=== Textabschnitt ===
:::::

Die Beklagte verlegt die kostenlose Werbezeitschrift "D. M.", die wöchentlich in der Region N. verteilt wird. Sie schloss mit der Klägerin am 21. September 1993 einen Handelsvertretervertrag; hierin wurde der Klägerin für einen bestimmten, gesondert festgelegten Bezirk die Vertretung der Beklagten zum Zwecke der Akquisition von Zeitungsanzeigen und Werbebeilagen übertragen. Nach § 7 des Vertrags erhielt die Klägerin Provision nur für die von ihr während der Vertragsdauer mit Kunden in ihrem Bereich ordnungsgemäß abgeschlossenen Geschäfte; aus Aufträgen, die ohne ihr Mitwirken erteilt würden, sollte kein Provisionsanspruch entstehen. Der Vertrag wurde auf unbestimmte Zeit geschlossen.
Eine weitere kostenlose, wöchentlich verteilte Werbezeitschrift mit der Bezeichnung "PS." wurde von der W.-V. GmbH herausgegeben; mit der Verteilung der beiden Werbezeitschriften war die DWF. GmbH beauftragt.

:::::

=== Datenauszug ===

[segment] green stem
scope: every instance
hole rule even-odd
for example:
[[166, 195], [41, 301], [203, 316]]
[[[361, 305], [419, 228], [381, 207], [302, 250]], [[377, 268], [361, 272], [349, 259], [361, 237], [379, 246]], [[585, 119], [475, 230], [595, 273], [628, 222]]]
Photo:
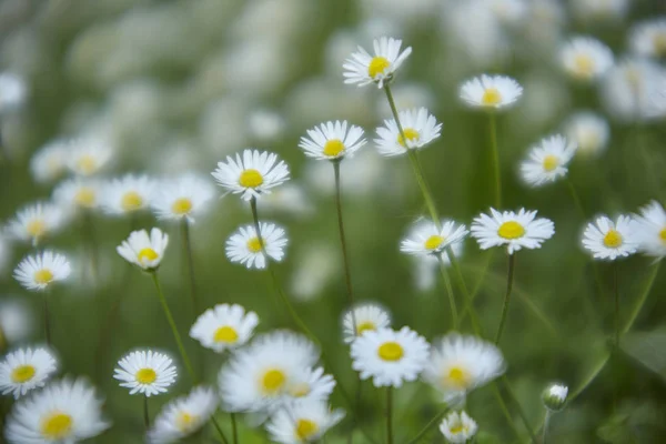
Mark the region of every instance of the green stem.
[[500, 176], [500, 150], [497, 148], [497, 122], [494, 112], [488, 113], [491, 155], [493, 159], [493, 175], [495, 176], [495, 208], [502, 208], [502, 179]]
[[458, 317], [457, 317], [457, 309], [455, 306], [455, 296], [453, 294], [453, 287], [451, 286], [451, 280], [448, 279], [448, 273], [446, 272], [446, 265], [444, 264], [444, 260], [441, 254], [437, 254], [437, 260], [440, 262], [440, 272], [442, 273], [442, 280], [444, 281], [444, 286], [446, 286], [446, 293], [448, 295], [448, 304], [451, 305], [451, 322], [453, 323], [453, 330], [457, 330], [458, 326]]
[[171, 332], [173, 333], [173, 337], [175, 339], [175, 343], [178, 345], [178, 350], [181, 354], [183, 363], [185, 364], [185, 369], [190, 374], [192, 381], [196, 381], [196, 376], [194, 374], [194, 370], [192, 370], [192, 363], [190, 362], [190, 357], [188, 356], [188, 352], [185, 352], [185, 346], [183, 345], [183, 341], [181, 340], [180, 333], [178, 332], [178, 327], [175, 326], [175, 321], [173, 321], [173, 315], [171, 314], [171, 310], [169, 309], [169, 304], [167, 304], [167, 299], [164, 297], [164, 293], [162, 293], [162, 287], [160, 286], [160, 280], [158, 279], [157, 271], [152, 271], [150, 275], [153, 279], [155, 284], [155, 290], [158, 291], [158, 296], [160, 297], [160, 303], [162, 304], [162, 309], [164, 310], [164, 315], [167, 316], [167, 321], [169, 321], [169, 326], [171, 326]]
[[508, 313], [508, 303], [511, 302], [511, 291], [513, 289], [513, 275], [515, 266], [515, 254], [508, 255], [508, 273], [506, 276], [506, 294], [504, 296], [504, 305], [502, 306], [502, 317], [500, 319], [500, 326], [497, 327], [497, 334], [495, 335], [495, 344], [500, 344], [502, 333], [504, 332], [504, 324], [506, 323], [506, 314]]

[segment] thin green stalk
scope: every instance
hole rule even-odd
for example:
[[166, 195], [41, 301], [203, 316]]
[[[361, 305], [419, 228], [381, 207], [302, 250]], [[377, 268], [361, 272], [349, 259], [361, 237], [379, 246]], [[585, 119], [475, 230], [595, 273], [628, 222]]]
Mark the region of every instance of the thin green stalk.
[[167, 299], [164, 297], [164, 293], [162, 293], [162, 287], [160, 286], [160, 280], [158, 279], [157, 271], [150, 273], [152, 280], [155, 284], [155, 290], [158, 291], [158, 296], [160, 299], [160, 303], [162, 304], [162, 309], [164, 310], [164, 315], [167, 316], [167, 321], [169, 321], [169, 326], [171, 326], [171, 332], [173, 333], [173, 337], [175, 339], [175, 343], [178, 345], [178, 350], [181, 354], [183, 363], [185, 364], [185, 369], [190, 374], [192, 381], [196, 381], [196, 375], [194, 370], [192, 369], [192, 363], [190, 362], [190, 357], [188, 356], [188, 352], [185, 351], [185, 346], [183, 345], [183, 341], [181, 340], [181, 335], [178, 332], [178, 327], [175, 326], [175, 321], [173, 321], [173, 315], [171, 314], [171, 310], [169, 309], [169, 304], [167, 304]]
[[495, 179], [495, 208], [502, 208], [502, 179], [500, 176], [500, 149], [497, 148], [497, 122], [493, 111], [488, 113], [491, 155], [493, 159], [493, 175]]
[[500, 319], [500, 326], [497, 327], [497, 334], [495, 335], [495, 344], [500, 344], [502, 333], [504, 332], [504, 324], [506, 323], [506, 314], [508, 313], [508, 303], [511, 302], [511, 291], [513, 289], [513, 275], [515, 268], [515, 254], [508, 255], [508, 273], [506, 276], [506, 294], [504, 295], [504, 304], [502, 306], [502, 317]]
[[347, 290], [347, 302], [352, 314], [352, 327], [356, 334], [356, 315], [354, 314], [354, 291], [352, 287], [352, 273], [350, 271], [350, 259], [346, 250], [346, 239], [344, 235], [344, 220], [342, 218], [342, 196], [340, 191], [340, 163], [341, 160], [333, 161], [333, 172], [335, 175], [335, 208], [337, 210], [337, 228], [340, 231], [340, 244], [342, 245], [342, 260], [344, 263], [344, 280]]
[[437, 260], [440, 261], [440, 272], [442, 273], [442, 280], [444, 281], [444, 286], [446, 286], [446, 293], [448, 295], [448, 304], [451, 305], [451, 322], [453, 324], [453, 330], [457, 330], [458, 317], [453, 287], [451, 286], [451, 280], [448, 279], [448, 273], [446, 272], [446, 265], [444, 264], [444, 260], [442, 259], [441, 254], [437, 254]]

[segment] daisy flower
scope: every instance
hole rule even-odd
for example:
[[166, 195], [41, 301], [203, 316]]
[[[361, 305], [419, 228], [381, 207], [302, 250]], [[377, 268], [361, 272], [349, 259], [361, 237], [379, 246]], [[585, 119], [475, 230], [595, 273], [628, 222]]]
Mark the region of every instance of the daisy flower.
[[150, 206], [157, 183], [148, 175], [127, 174], [103, 188], [102, 206], [110, 214], [129, 214]]
[[60, 139], [39, 149], [30, 159], [32, 179], [39, 183], [49, 183], [60, 178], [67, 168], [67, 142]]
[[252, 337], [259, 316], [241, 305], [219, 304], [196, 317], [190, 337], [218, 353], [236, 349]]
[[0, 363], [0, 391], [14, 400], [33, 389], [43, 387], [58, 370], [58, 362], [47, 349], [19, 349]]
[[357, 83], [359, 87], [374, 82], [379, 88], [391, 83], [395, 71], [412, 53], [411, 47], [400, 52], [402, 40], [382, 37], [373, 41], [374, 56], [357, 47], [359, 51], [352, 52], [352, 57], [342, 65], [344, 82]]
[[60, 205], [38, 202], [19, 210], [7, 224], [7, 232], [13, 239], [31, 241], [32, 245], [37, 245], [44, 236], [62, 228], [67, 215]]
[[638, 250], [639, 236], [628, 215], [620, 215], [616, 222], [601, 215], [595, 222], [587, 224], [582, 242], [594, 259], [615, 261], [634, 254]]
[[147, 271], [157, 270], [169, 244], [169, 235], [160, 229], [132, 231], [127, 241], [115, 248], [125, 261]]
[[284, 230], [268, 222], [260, 222], [259, 230], [261, 241], [256, 236], [254, 225], [241, 226], [233, 233], [226, 240], [226, 258], [231, 262], [248, 266], [248, 269], [265, 269], [264, 251], [269, 258], [278, 262], [282, 261], [287, 242]]
[[121, 387], [130, 389], [131, 395], [141, 393], [150, 397], [167, 393], [167, 389], [175, 382], [176, 375], [171, 357], [152, 350], [142, 350], [118, 361], [113, 377], [121, 381]]
[[83, 137], [70, 141], [67, 167], [77, 175], [93, 175], [109, 163], [113, 149], [101, 138]]
[[314, 443], [343, 417], [343, 410], [331, 411], [325, 401], [305, 401], [278, 411], [266, 425], [266, 431], [275, 443]]
[[382, 155], [401, 155], [407, 150], [420, 150], [437, 139], [442, 131], [442, 123], [437, 123], [425, 108], [401, 111], [397, 117], [404, 139], [395, 119], [384, 120], [384, 127], [376, 129], [379, 139], [374, 142]]
[[632, 28], [632, 50], [644, 57], [666, 57], [666, 18], [647, 20]]
[[13, 405], [4, 436], [11, 444], [84, 441], [111, 426], [102, 404], [84, 380], [57, 381]]
[[436, 341], [423, 379], [444, 395], [444, 400], [465, 396], [506, 371], [502, 352], [476, 336], [450, 333]]
[[286, 182], [289, 168], [284, 161], [278, 161], [278, 154], [244, 150], [242, 158], [236, 154], [234, 160], [228, 155], [226, 162], [219, 162], [212, 174], [222, 188], [249, 201]]
[[431, 221], [416, 222], [407, 236], [401, 242], [400, 251], [412, 255], [437, 255], [447, 246], [463, 242], [470, 233], [465, 225], [442, 220], [441, 229]]
[[158, 219], [185, 220], [194, 223], [194, 215], [203, 214], [213, 198], [213, 185], [195, 175], [183, 175], [164, 182], [154, 194], [152, 208]]
[[[355, 331], [354, 321], [356, 323]], [[347, 344], [365, 332], [376, 332], [390, 326], [391, 314], [389, 311], [373, 302], [359, 304], [353, 309], [353, 316], [352, 310], [349, 310], [342, 317], [342, 335]]]
[[508, 254], [521, 249], [538, 249], [541, 244], [555, 234], [553, 221], [536, 219], [536, 211], [521, 209], [498, 212], [491, 209], [491, 215], [481, 214], [472, 222], [472, 238], [476, 239], [482, 250], [506, 245]]
[[62, 254], [44, 250], [23, 259], [14, 270], [14, 279], [28, 290], [46, 290], [71, 273], [70, 263]]
[[92, 180], [69, 179], [53, 190], [53, 200], [71, 209], [94, 209], [99, 199], [100, 184]]
[[666, 211], [658, 202], [652, 201], [634, 218], [635, 232], [640, 251], [649, 256], [666, 256]]
[[346, 120], [322, 123], [307, 130], [299, 147], [305, 155], [317, 160], [352, 158], [365, 143], [361, 127], [350, 125]]
[[565, 123], [565, 133], [573, 140], [578, 155], [597, 155], [606, 150], [610, 139], [608, 122], [594, 112], [581, 111]]
[[220, 371], [218, 381], [225, 410], [258, 412], [293, 400], [295, 389], [304, 381], [303, 372], [316, 363], [319, 355], [317, 347], [300, 334], [276, 331], [259, 336], [231, 355]]
[[210, 387], [195, 387], [186, 396], [167, 404], [148, 432], [151, 444], [167, 444], [199, 431], [218, 410], [218, 395]]
[[523, 87], [506, 75], [483, 74], [463, 83], [460, 95], [471, 107], [498, 110], [515, 103]]
[[576, 37], [561, 50], [564, 70], [576, 80], [591, 81], [602, 77], [613, 65], [613, 52], [598, 40]]
[[352, 342], [352, 369], [361, 380], [372, 377], [375, 387], [400, 387], [403, 381], [416, 380], [428, 349], [425, 339], [406, 326], [367, 331]]
[[541, 186], [565, 176], [576, 149], [574, 143], [559, 134], [543, 139], [529, 149], [527, 159], [521, 163], [523, 181], [532, 186]]
[[452, 444], [465, 444], [474, 437], [477, 430], [476, 421], [466, 412], [451, 412], [440, 424], [440, 432]]

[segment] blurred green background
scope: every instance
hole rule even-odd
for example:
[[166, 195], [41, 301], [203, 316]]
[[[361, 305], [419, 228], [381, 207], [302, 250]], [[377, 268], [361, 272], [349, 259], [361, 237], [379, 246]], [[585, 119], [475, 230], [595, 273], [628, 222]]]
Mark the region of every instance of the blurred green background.
[[[465, 109], [457, 90], [471, 75], [506, 73], [524, 85], [525, 97], [498, 120], [504, 206], [538, 210], [556, 226], [555, 238], [541, 250], [517, 255], [502, 346], [508, 380], [536, 426], [543, 420], [545, 385], [562, 381], [576, 389], [608, 351], [613, 270], [610, 264], [598, 264], [604, 283], [599, 292], [592, 261], [579, 248], [586, 220], [566, 183], [529, 190], [519, 182], [517, 165], [528, 147], [559, 131], [574, 110], [606, 113], [596, 88], [572, 83], [557, 69], [562, 39], [592, 34], [619, 57], [634, 22], [666, 13], [662, 1], [635, 1], [622, 17], [586, 20], [577, 18], [571, 4], [553, 2], [549, 7], [562, 17], [546, 17], [544, 23], [552, 26], [554, 36], [543, 37], [534, 29], [539, 26], [535, 11], [542, 3], [527, 1], [531, 9], [521, 23], [504, 30], [503, 56], [480, 61], [465, 57], [465, 46], [451, 37], [452, 1], [7, 0], [0, 4], [0, 60], [3, 69], [24, 77], [30, 92], [24, 107], [2, 117], [9, 160], [1, 170], [0, 220], [8, 221], [26, 203], [49, 198], [51, 188], [33, 182], [29, 161], [56, 137], [101, 132], [112, 140], [117, 153], [105, 178], [147, 172], [168, 179], [190, 170], [208, 174], [216, 161], [243, 148], [274, 151], [289, 163], [291, 183], [299, 186], [295, 195], [278, 190], [270, 202], [260, 201], [262, 219], [280, 223], [289, 233], [286, 259], [276, 270], [287, 294], [295, 296], [299, 313], [332, 357], [327, 371], [353, 393], [356, 374], [341, 341], [346, 299], [331, 193], [333, 171], [306, 160], [296, 147], [299, 138], [312, 125], [334, 119], [360, 124], [373, 138], [374, 128], [389, 117], [382, 91], [344, 85], [341, 62], [355, 44], [370, 48], [374, 37], [400, 36], [414, 52], [395, 84], [398, 107], [428, 107], [443, 122], [442, 137], [421, 153], [422, 164], [441, 215], [470, 224], [492, 202], [487, 118]], [[405, 85], [412, 90], [401, 93]], [[598, 158], [577, 158], [569, 170], [589, 216], [629, 213], [650, 199], [663, 199], [666, 191], [664, 120], [610, 123], [608, 150]], [[435, 275], [432, 286], [418, 289], [414, 263], [398, 251], [410, 224], [425, 214], [421, 194], [406, 159], [380, 158], [372, 143], [364, 151], [342, 165], [356, 299], [381, 302], [393, 313], [395, 327], [410, 325], [433, 340], [450, 329], [443, 285]], [[225, 239], [239, 224], [250, 222], [249, 208], [230, 195], [216, 200], [193, 225], [202, 305], [240, 303], [259, 314], [262, 332], [293, 327], [273, 302], [268, 274], [231, 264], [224, 255]], [[88, 260], [81, 223], [74, 220], [44, 244], [77, 258], [79, 269]], [[91, 442], [142, 442], [141, 400], [118, 386], [113, 367], [135, 347], [168, 350], [174, 356], [176, 351], [150, 279], [114, 251], [131, 223], [94, 213], [100, 276], [92, 282], [89, 273], [74, 273], [75, 279], [51, 296], [61, 373], [89, 376], [105, 395], [105, 413], [113, 421], [110, 431]], [[160, 278], [181, 333], [186, 334], [198, 313], [190, 304], [180, 231], [158, 223], [149, 213], [135, 223], [159, 225], [171, 235]], [[9, 258], [2, 268], [0, 297], [29, 305], [33, 329], [21, 343], [40, 342], [39, 295], [26, 292], [11, 278], [30, 249], [20, 243], [3, 249]], [[467, 285], [478, 285], [475, 306], [483, 327], [493, 332], [502, 306], [506, 256], [501, 251], [481, 252], [467, 240], [461, 262]], [[486, 263], [490, 268], [481, 281]], [[620, 313], [626, 319], [656, 265], [635, 255], [618, 266]], [[553, 417], [552, 442], [663, 442], [665, 273], [657, 276], [632, 334], [623, 340], [623, 354]], [[468, 322], [462, 330], [471, 332]], [[214, 384], [223, 357], [190, 339], [186, 347], [196, 367], [203, 364], [205, 380]], [[153, 413], [189, 390], [181, 373], [169, 395], [150, 400]], [[395, 434], [401, 443], [442, 408], [437, 394], [421, 382], [397, 391], [395, 402]], [[11, 404], [7, 398], [3, 403], [6, 408]], [[353, 414], [339, 391], [332, 404], [345, 407], [347, 420], [326, 442], [346, 441]], [[509, 411], [526, 442], [511, 403]], [[470, 396], [467, 412], [480, 425], [480, 443], [516, 442], [488, 387]], [[225, 414], [219, 417], [228, 430]], [[363, 384], [360, 424], [383, 442], [383, 403], [369, 383]], [[261, 431], [243, 426], [241, 432], [244, 443], [266, 441]], [[191, 442], [213, 438], [206, 428]], [[433, 432], [425, 441], [443, 442], [443, 437]], [[355, 442], [369, 441], [357, 432]]]

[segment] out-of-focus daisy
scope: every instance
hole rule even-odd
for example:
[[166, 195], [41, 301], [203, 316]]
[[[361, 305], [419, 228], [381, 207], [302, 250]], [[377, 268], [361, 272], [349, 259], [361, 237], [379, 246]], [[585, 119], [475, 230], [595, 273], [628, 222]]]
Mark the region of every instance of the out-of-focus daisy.
[[649, 256], [666, 256], [666, 211], [658, 202], [652, 201], [640, 208], [640, 214], [634, 218], [635, 232], [640, 251]]
[[23, 259], [14, 270], [14, 279], [28, 290], [46, 290], [54, 282], [64, 281], [70, 273], [65, 256], [46, 250]]
[[65, 170], [68, 155], [67, 142], [54, 140], [40, 148], [30, 159], [30, 173], [32, 179], [39, 183], [53, 182], [59, 179]]
[[278, 411], [266, 431], [275, 443], [314, 443], [343, 417], [343, 410], [331, 411], [325, 401], [305, 401]]
[[171, 357], [152, 350], [142, 350], [131, 352], [118, 361], [113, 377], [121, 381], [121, 387], [130, 389], [131, 395], [141, 393], [151, 396], [167, 393], [176, 375]]
[[53, 190], [53, 200], [65, 208], [91, 210], [99, 204], [100, 190], [97, 181], [69, 179]]
[[306, 337], [278, 331], [259, 336], [239, 350], [220, 371], [219, 384], [225, 410], [256, 412], [293, 398], [294, 383], [319, 359]]
[[112, 147], [102, 138], [81, 137], [69, 143], [67, 167], [78, 175], [93, 175], [109, 163]]
[[594, 259], [615, 261], [634, 254], [638, 250], [639, 236], [628, 215], [620, 215], [616, 222], [601, 215], [585, 226], [582, 242]]
[[150, 236], [145, 230], [132, 231], [128, 240], [122, 241], [115, 251], [125, 261], [152, 271], [160, 266], [167, 245], [169, 245], [169, 235], [155, 228], [150, 231]]
[[503, 109], [523, 95], [523, 87], [506, 75], [481, 75], [461, 87], [461, 99], [474, 108]]
[[238, 304], [219, 304], [196, 317], [190, 329], [190, 337], [206, 349], [222, 353], [250, 341], [258, 324], [256, 313], [245, 313], [245, 309]]
[[666, 18], [652, 19], [632, 28], [632, 50], [645, 57], [666, 57]]
[[567, 119], [564, 131], [578, 150], [576, 155], [598, 155], [608, 147], [610, 129], [608, 122], [594, 112], [576, 112]]
[[4, 437], [11, 444], [77, 443], [99, 435], [111, 424], [102, 403], [84, 380], [61, 380], [13, 405]]
[[218, 162], [212, 174], [222, 188], [249, 201], [286, 182], [289, 168], [284, 161], [278, 161], [278, 154], [244, 150], [242, 157], [235, 155], [235, 160], [226, 157], [226, 162]]
[[111, 214], [129, 214], [150, 206], [157, 183], [148, 175], [128, 174], [103, 186], [102, 206]]
[[16, 400], [43, 387], [58, 370], [58, 362], [46, 349], [19, 349], [0, 362], [0, 391]]
[[326, 122], [307, 130], [307, 138], [301, 138], [299, 147], [305, 155], [317, 160], [351, 158], [364, 144], [363, 129], [350, 125], [346, 120]]
[[498, 212], [491, 209], [491, 215], [481, 214], [472, 222], [472, 238], [482, 250], [506, 245], [508, 254], [521, 249], [538, 249], [555, 234], [553, 221], [536, 218], [536, 211], [521, 209]]
[[598, 40], [576, 37], [561, 50], [559, 58], [567, 74], [591, 81], [602, 77], [613, 65], [613, 52]]
[[375, 387], [400, 387], [403, 381], [416, 380], [428, 349], [425, 339], [406, 326], [367, 331], [352, 342], [352, 367], [361, 380], [372, 377]]
[[261, 241], [254, 225], [241, 226], [233, 233], [226, 240], [226, 258], [231, 262], [240, 263], [249, 269], [265, 269], [266, 258], [263, 251], [274, 261], [282, 261], [287, 242], [284, 230], [268, 222], [260, 222], [259, 230]]
[[465, 396], [505, 371], [502, 352], [494, 344], [476, 336], [450, 333], [433, 344], [423, 379], [448, 402]]
[[220, 403], [210, 387], [195, 387], [190, 394], [167, 404], [148, 432], [151, 444], [173, 443], [200, 430], [215, 413]]
[[208, 210], [213, 195], [214, 189], [209, 181], [188, 174], [173, 182], [161, 183], [153, 195], [152, 208], [159, 219], [184, 219], [193, 223], [195, 215]]
[[523, 181], [532, 186], [541, 186], [565, 176], [576, 149], [574, 143], [559, 134], [543, 139], [529, 149], [527, 159], [521, 163]]
[[441, 229], [434, 222], [416, 222], [407, 236], [401, 242], [400, 251], [413, 255], [436, 255], [447, 246], [463, 242], [470, 233], [465, 225], [454, 221], [442, 220]]
[[[355, 331], [354, 323], [356, 324]], [[353, 309], [353, 316], [352, 310], [349, 310], [342, 317], [342, 335], [347, 344], [365, 332], [376, 332], [390, 326], [391, 314], [382, 305], [373, 302], [359, 304]]]
[[440, 424], [440, 431], [452, 444], [465, 444], [476, 434], [478, 426], [466, 412], [451, 412]]
[[344, 82], [356, 83], [359, 87], [374, 82], [379, 88], [391, 83], [395, 71], [412, 53], [411, 47], [400, 52], [402, 40], [382, 37], [373, 41], [374, 56], [359, 47], [342, 65]]
[[7, 232], [13, 239], [37, 245], [44, 236], [58, 231], [67, 221], [67, 215], [60, 205], [38, 202], [19, 210], [7, 224]]
[[440, 137], [442, 123], [425, 108], [401, 111], [397, 114], [403, 134], [395, 119], [384, 120], [384, 127], [377, 128], [379, 139], [374, 140], [382, 155], [406, 154], [407, 150], [420, 150]]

:::::

=== Die Aufgaben ===
a) Können Sie aus dem Textabschnitt über den Handelsvertretervertrag die Passage zwischen "Die Beklagte verlegt" und "DWF. GmbH beauftragt.", beide eingeschlossen, wortgetreu abschreiben?
b) Können Sie aus der Auflistung nur die Zeilen zwischen der Zeile mit "[segment] blurred green background" und der Zeile mit "Mark the region of every instance of the blurred", beide eingeschlossen, erneut ausgeben und dabei "blurred" durch "out-of-focus" ersetzen, während alles andere unverändert bleibt?

=== Lösungen zur Übung ===
a)
Die Beklagte verlegt die kostenlose Werbezeitschrift "D. M.", die wöchentlich in der Region N. verteilt wird. Sie schloss mit der Klägerin am 21. September 1993 einen Handelsvertretervertrag; hierin wurde der Klägerin für einen bestimmten, gesondert festgelegten Bezirk die Vertretung der Beklagten zum Zwecke der Akquisition von Zeitungsanzeigen und Werbebeilagen übertragen. Nach § 7 des Vertrags erhielt die Klägerin Provision nur für die von ihr während der Vertragsdauer mit Kunden in ihrem Bereich ordnungsgemäß abgeschlossenen Geschäfte; aus Aufträgen, die ohne ihr Mitwirken erteilt würden, sollte kein Provisionsanspruch entstehen. Der Vertrag wurde auf unbestimmte Zeit geschlossen.
Eine weitere kostenlose, wöchentlich verteilte Werbezeitschrift mit der Bezeichnung "PS." wurde von der W.-V. GmbH herausgegeben; mit der Verteilung der beiden Werbezeitschriften war die DWF. GmbH beauftragt.

b)
[segment] out-of-focus green background
scope: every instance
hole rule even-odd
for example:
[[166, 195], [41, 301], [203, 316]]
[[[361, 305], [419, 228], [381, 207], [302, 250]], [[377, 268], [361, 272], [349, 259], [361, 237], [379, 246]], [[585, 119], [475, 230], [595, 273], [628, 222]]]
Mark the region of every instance of the out-of-focus green background.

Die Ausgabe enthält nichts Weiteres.